## start Task data
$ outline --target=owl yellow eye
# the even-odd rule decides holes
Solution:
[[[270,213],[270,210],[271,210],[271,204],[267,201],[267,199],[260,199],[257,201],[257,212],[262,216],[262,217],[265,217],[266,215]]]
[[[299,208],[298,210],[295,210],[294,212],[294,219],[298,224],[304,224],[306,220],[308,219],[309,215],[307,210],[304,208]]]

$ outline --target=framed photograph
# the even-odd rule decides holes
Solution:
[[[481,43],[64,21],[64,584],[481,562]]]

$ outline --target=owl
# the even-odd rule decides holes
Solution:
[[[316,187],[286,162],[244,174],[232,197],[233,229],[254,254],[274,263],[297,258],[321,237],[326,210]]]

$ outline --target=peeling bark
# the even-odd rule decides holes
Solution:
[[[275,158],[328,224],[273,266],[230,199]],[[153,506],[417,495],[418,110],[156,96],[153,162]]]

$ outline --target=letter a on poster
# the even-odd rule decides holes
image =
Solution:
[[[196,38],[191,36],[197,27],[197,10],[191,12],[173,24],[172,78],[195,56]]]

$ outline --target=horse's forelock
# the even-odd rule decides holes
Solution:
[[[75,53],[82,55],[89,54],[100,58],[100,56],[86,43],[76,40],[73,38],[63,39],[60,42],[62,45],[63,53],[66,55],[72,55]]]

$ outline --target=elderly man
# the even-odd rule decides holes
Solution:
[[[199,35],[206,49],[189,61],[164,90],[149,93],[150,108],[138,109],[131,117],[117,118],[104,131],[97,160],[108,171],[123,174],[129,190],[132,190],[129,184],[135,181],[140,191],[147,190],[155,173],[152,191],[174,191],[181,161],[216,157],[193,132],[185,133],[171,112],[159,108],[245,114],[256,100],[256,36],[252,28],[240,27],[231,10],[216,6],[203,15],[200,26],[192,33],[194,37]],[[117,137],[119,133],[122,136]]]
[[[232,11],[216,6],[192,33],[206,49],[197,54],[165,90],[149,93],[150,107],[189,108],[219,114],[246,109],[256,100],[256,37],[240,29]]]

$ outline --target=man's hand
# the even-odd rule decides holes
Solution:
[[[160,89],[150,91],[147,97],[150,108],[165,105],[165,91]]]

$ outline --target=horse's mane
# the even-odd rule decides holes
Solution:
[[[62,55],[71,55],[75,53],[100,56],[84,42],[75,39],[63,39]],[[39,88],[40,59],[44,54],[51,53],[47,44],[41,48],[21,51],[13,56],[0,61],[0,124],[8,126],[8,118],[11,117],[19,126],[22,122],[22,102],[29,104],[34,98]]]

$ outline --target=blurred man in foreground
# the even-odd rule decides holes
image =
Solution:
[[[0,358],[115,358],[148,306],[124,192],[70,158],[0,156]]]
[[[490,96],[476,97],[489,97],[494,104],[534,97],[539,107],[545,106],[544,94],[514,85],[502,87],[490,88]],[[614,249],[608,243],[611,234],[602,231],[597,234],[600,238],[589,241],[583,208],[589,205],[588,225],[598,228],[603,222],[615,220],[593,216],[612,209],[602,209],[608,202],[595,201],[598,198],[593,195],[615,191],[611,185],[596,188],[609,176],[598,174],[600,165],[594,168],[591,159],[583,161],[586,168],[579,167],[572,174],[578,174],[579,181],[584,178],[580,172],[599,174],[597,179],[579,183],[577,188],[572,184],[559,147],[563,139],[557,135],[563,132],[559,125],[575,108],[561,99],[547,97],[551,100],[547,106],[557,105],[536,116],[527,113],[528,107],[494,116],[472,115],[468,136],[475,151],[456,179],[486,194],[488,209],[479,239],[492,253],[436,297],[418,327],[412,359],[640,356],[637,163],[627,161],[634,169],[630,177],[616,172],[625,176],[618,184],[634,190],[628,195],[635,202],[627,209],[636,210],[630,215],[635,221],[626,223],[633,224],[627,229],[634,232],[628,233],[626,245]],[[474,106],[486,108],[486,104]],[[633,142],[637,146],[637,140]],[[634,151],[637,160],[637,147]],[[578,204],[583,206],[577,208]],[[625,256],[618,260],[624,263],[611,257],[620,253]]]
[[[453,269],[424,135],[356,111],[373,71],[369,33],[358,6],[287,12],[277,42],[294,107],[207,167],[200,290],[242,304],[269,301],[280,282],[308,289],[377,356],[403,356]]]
## end Task data
◆ Set exercise
Reproduce every row above verbatim, changing nothing.

◆ Response
$ outline --target=owl yellow eye
# the even-odd rule decides holes
Solution:
[[[270,213],[270,210],[271,210],[271,204],[267,201],[267,199],[260,199],[257,201],[257,212],[262,216],[262,217],[265,217],[266,215]]]
[[[299,208],[298,210],[295,210],[294,212],[294,219],[298,224],[304,224],[306,220],[308,219],[309,215],[307,210],[304,208]]]

$ outline --target=framed photograph
# the even-odd rule decides holes
Solution:
[[[481,43],[64,21],[64,584],[481,562]]]

$ outline --target=owl
# the even-odd rule decides holes
Solution:
[[[316,187],[286,162],[244,174],[232,197],[233,229],[254,254],[274,263],[297,258],[321,237],[326,210]]]

$ outline --target=peeling bark
# the even-odd rule decides holes
Solution:
[[[275,158],[328,224],[273,266],[230,199]],[[153,506],[417,495],[418,110],[156,96],[153,162]]]

$ outline --target=letter a on poster
# the even-odd rule decides holes
image =
Solution:
[[[196,38],[191,36],[197,27],[197,10],[191,12],[173,24],[172,78],[195,56]]]

$ outline --target=horse's forelock
# the even-odd rule decides holes
Solution:
[[[75,53],[82,55],[89,54],[100,58],[100,56],[86,43],[76,40],[73,38],[63,39],[60,42],[62,45],[63,53],[66,55],[72,55]]]

$ outline --target=elderly man
# the even-odd rule decides holes
Solution:
[[[199,35],[206,49],[189,61],[164,90],[149,93],[150,108],[138,109],[131,117],[117,118],[104,131],[97,160],[108,171],[123,174],[129,190],[132,190],[129,184],[135,181],[140,191],[147,190],[155,173],[152,191],[174,191],[181,161],[216,157],[193,132],[185,133],[171,112],[159,108],[245,114],[256,100],[256,36],[252,28],[240,27],[231,10],[216,6],[203,15],[200,26],[192,33],[194,37]],[[117,137],[119,133],[122,136]]]
[[[232,11],[216,6],[192,33],[206,49],[197,54],[165,90],[149,93],[150,107],[189,108],[219,114],[246,109],[256,100],[256,37],[240,29]]]

$ outline --target=man's hand
# the even-odd rule decides holes
Solution:
[[[160,89],[150,91],[147,97],[150,108],[165,105],[165,91]]]

$ outline --target=horse's mane
# the even-odd rule decides holes
Solution:
[[[62,55],[71,55],[75,53],[100,56],[84,42],[75,39],[63,39]],[[39,88],[40,59],[44,54],[51,53],[47,44],[41,48],[21,51],[13,56],[0,61],[0,124],[8,126],[8,118],[11,117],[19,126],[22,122],[22,102],[29,104],[34,98]]]

$ outline --target=blurred man in foreground
# the even-odd rule decides holes
image =
Solution:
[[[0,358],[115,358],[148,306],[124,192],[70,158],[0,156]]]
[[[490,96],[476,97],[489,97],[494,104],[534,97],[539,107],[545,106],[544,94],[514,85],[502,87],[490,88]],[[614,249],[608,243],[611,234],[602,231],[597,234],[600,238],[589,241],[583,208],[589,205],[588,225],[598,228],[603,222],[615,220],[593,216],[612,209],[602,209],[608,202],[595,201],[598,198],[593,195],[615,191],[611,185],[596,188],[609,176],[598,174],[600,165],[594,168],[591,159],[583,161],[586,168],[579,167],[572,174],[578,174],[579,181],[584,178],[580,172],[599,174],[597,179],[579,183],[577,188],[572,184],[559,147],[563,139],[557,135],[563,132],[559,125],[575,108],[561,99],[547,97],[551,100],[547,106],[557,105],[536,116],[527,113],[528,107],[494,116],[472,115],[468,136],[475,151],[456,179],[486,194],[488,209],[479,239],[492,253],[436,297],[418,327],[412,359],[640,356],[637,163],[627,161],[634,169],[630,177],[616,172],[625,176],[618,184],[634,190],[628,195],[635,202],[627,209],[636,210],[630,215],[635,221],[626,223],[633,224],[627,229],[634,232],[628,233],[626,245]],[[474,106],[486,108],[486,104]],[[633,142],[637,146],[637,140]],[[634,151],[637,160],[637,147]],[[578,204],[583,206],[577,208]],[[625,256],[618,260],[624,263],[611,257],[620,253]]]
[[[453,269],[424,135],[356,111],[373,71],[369,33],[358,6],[287,12],[277,42],[294,107],[207,167],[200,290],[242,304],[269,301],[280,282],[308,289],[377,356],[403,356]]]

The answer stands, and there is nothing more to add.